Text excerpt:

* * * * * * * * *

2.4 Dues, Rights, and Benefits. Dues shall be deemed to have been paid in order to adhere to the organization and support its purposes, and not as consideration for the benefits pertaining to a particular class of membership. The particulars of a class of membership, including dues and benefits, may be modified at any time without refunding dues previously paid, provided that no membership may be made shorter than the period for which the dues were paid, and no voting member shall cease to be a voting member during the period for which his dues have already been paid.
2.5 Membership Meetings. There shall be an Annual Meeting of the voting members, at a time and place to be determined by the Executive Board. A Special Meeting of the voting members may be called by the President or the Executive Board, and shall be called by the President upon a written petition of thirty voting members. Said petition shall specify the questions to be deliberated, and those questions shall be specified in the notice of the Special Meeting. A Special Meeting may consider only questions specified in the notice of the Special Meeting, and questions reasonably arising therefrom.
2.6 Location and Notice. Annual and Special Meetings of the voting members shall be held in Massachusetts or via Internet meeting services, as designated by the President or the Executive Board. Notice thereof shall be sent to all voting members, and if the meeting is via Internet meeting services, shall include instructions for accessing the conferencing session, and shall list all contracts or transactions of the corporation with interested parties, amendments to the articles of organization or these by-laws, or other items as required by law, since the previous Annual meeting. Notice by mail, email, or telephone to the last known postal or email address, or telephone number, of the member, at least 10 days before the meeting, shall be deemed reasonable and sufficient.

* * * * * * * * *

Dataset records:
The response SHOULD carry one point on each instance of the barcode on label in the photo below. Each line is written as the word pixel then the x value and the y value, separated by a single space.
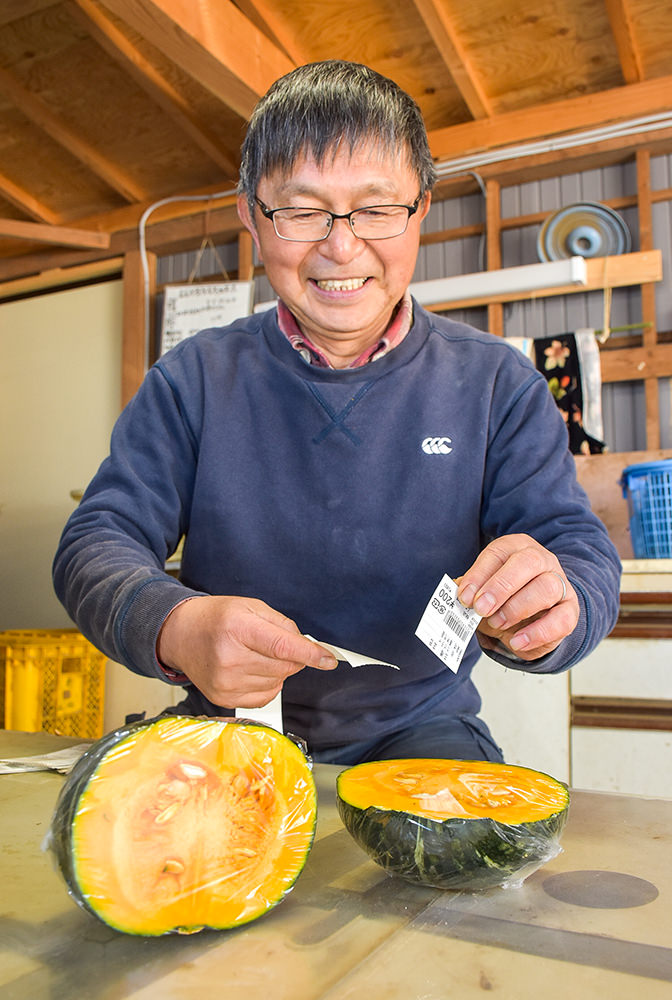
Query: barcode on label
pixel 458 626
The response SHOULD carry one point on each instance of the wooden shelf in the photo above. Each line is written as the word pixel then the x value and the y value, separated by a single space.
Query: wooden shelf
pixel 603 272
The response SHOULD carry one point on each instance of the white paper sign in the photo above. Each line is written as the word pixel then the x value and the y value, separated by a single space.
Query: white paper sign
pixel 446 625
pixel 190 308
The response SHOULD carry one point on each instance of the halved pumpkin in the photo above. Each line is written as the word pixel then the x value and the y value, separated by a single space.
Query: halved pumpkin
pixel 453 824
pixel 177 823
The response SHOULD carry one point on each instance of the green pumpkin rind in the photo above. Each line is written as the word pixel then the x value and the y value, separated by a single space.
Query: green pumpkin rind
pixel 455 853
pixel 60 837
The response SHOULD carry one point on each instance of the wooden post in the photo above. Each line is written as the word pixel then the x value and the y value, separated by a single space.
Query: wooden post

* * * * * * * * *

Work to do: Can you output the stretch of the bylaws excerpt from "2.5 Membership Meetings." through "reasonably arising therefrom.", word for word? These entries have no connection to the bylaws excerpt.

Solution:
2.5 Membership Meetings. There shall be an Annual Meeting of the voting members, at a time and place to be determined by the Executive Board. A Special Meeting of the voting members may be called by the President or the Executive Board, and shall be called by the President upon a written petition of thirty voting members. Said petition shall specify the questions to be deliberated, and those questions shall be specified in the notice of the Special Meeting. A Special Meeting may consider only questions specified in the notice of the Special Meeting, and questions reasonably arising therefrom.